◆ **SOURCE TEXT**:
━━━━━━━━━━━━━━━━

I'm very pleased to be part of the JANE AND THE WATERLOO MAP BLOG TOUR. Amateur sleuth Jane Austen returns in Jane and the Waterloo Map, the thirteenth novel in Stephanie Barron’s delightful Regency-era mystery series. Award winning author Stephanie Barron tours the blogosphere February 2 through February 22, 2016 to share her latest release, Jane and the Waterloo Map (Being a Jane Austen Mystery). Twenty book bloggers specializing in Austenesque fiction, Mystery, and Regency history will feature guest blogs, interviews, excerpts and book reviews from this highly anticipated novel in the acclaimed Being a Jane Austen Mystery series. There's also a fabulous giveaway contest, including copies of Barron’s book and other Jane Austen-themed items. Be sure to scroll down to the bottom of this post for the complete Blog Tour Schedule and Grand Giveaway Contest.
Jane and the Waterloo Map is the new novel in the bestselling Being a Jane Austen Mystery series by Stephanie Barron. Inspired by the life of the famous English author, Jane Austen returns as a clever, yet genteel, sleuth in this delightful thirteenth installment of the bestselling Regency-era mystery series.
Stephanie Barron was born in Binghampton, New York, the last of six girls. She attended Princeton and Stanford Universities, where she studied history, before going on to work as an intelligence analyst at the CIA. She wrote her first book in 1992 and left the Agency a year later. Since then, she has written fifteen books. She lives and works in Denver, Colorado. Learn more about Stephanie and her books at her website, visit her on Facebook and Goodreads. Her new novel is Jane and the Waterloo Map, the latest in the Jane Austen Mystery series.

━━━━━━━━━━━━━━━━

◆ **EXCERPTED DATA**:
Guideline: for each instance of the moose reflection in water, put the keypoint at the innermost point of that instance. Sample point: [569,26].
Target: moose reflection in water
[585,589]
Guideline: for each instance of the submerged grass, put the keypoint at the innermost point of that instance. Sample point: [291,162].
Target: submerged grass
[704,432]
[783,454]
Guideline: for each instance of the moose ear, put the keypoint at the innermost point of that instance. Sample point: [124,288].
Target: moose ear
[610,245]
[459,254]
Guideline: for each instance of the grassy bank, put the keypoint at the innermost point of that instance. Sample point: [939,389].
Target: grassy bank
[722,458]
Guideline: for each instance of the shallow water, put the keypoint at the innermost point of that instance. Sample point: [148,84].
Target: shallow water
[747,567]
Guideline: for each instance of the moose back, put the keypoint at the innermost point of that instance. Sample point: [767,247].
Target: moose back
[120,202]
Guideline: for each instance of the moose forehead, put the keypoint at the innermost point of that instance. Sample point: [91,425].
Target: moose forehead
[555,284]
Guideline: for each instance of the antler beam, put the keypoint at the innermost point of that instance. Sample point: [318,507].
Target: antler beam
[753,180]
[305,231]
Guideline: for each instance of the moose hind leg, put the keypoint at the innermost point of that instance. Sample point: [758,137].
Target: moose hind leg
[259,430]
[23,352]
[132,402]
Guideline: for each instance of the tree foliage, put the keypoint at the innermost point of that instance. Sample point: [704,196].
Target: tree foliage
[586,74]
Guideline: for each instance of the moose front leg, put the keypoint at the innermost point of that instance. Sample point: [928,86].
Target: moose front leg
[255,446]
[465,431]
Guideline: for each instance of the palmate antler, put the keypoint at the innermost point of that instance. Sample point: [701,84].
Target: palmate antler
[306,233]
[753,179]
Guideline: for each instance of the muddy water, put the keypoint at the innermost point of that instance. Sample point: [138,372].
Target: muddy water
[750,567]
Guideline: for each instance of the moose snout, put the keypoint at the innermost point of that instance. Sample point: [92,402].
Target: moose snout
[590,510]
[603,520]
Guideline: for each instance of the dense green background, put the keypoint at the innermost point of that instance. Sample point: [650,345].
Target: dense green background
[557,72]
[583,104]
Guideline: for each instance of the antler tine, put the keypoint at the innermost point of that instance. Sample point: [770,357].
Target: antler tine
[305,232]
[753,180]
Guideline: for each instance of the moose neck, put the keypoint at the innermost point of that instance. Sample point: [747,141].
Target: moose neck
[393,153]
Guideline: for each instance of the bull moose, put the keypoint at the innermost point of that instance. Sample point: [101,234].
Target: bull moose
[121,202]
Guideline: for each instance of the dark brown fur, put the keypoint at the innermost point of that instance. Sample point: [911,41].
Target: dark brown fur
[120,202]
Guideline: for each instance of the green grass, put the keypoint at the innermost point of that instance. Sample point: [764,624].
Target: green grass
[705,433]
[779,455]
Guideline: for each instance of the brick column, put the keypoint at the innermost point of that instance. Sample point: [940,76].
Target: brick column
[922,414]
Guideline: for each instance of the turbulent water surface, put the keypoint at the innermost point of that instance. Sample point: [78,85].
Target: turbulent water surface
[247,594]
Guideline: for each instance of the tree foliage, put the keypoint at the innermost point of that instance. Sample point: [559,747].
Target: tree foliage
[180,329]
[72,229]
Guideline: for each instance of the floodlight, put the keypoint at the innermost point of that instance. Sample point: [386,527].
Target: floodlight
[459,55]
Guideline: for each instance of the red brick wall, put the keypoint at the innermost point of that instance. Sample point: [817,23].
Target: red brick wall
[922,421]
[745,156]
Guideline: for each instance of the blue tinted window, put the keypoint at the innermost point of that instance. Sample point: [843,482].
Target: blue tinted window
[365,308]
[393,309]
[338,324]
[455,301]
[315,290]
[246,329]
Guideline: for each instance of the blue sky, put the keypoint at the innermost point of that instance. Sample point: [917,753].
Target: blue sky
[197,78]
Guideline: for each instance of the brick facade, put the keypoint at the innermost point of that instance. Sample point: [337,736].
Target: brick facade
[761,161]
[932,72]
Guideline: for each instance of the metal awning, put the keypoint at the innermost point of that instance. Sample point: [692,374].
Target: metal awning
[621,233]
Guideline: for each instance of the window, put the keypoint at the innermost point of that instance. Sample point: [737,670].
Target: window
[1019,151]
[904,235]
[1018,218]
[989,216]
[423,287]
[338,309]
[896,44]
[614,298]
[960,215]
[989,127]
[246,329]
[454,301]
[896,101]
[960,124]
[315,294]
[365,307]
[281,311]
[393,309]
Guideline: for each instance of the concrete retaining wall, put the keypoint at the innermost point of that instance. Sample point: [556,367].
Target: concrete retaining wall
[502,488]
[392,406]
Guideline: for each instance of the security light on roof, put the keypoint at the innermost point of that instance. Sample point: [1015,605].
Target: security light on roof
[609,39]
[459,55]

━━━━━━━━━━━━━━━━

◆ **TO DO**:
1. Please answer these from the blog tour post:
(a) Which installment in the series is Jane and the Waterloo Map?
(b) How many book bloggers take part in the tour?
(c) At which universities did Stephanie Barron study history?
2. Using the blog tour post, explain why Stephanie Barron is touring the blogosphere from February 2 through February 22, 2016.
The rows can be set aside here.

◆ **PER-TASK OUTPUTS**:
1.
(a) It is the thirteenth novel in the series.
(b) Twenty book bloggers take part.
(c) She studied history at Princeton and Stanford Universities.

2. She is touring to share her latest release, Jane and the Waterloo Map (Being a Jane Austen Mystery). On the tour, twenty book bloggers will feature guest blogs, interviews, excerpts and book reviews from the novel.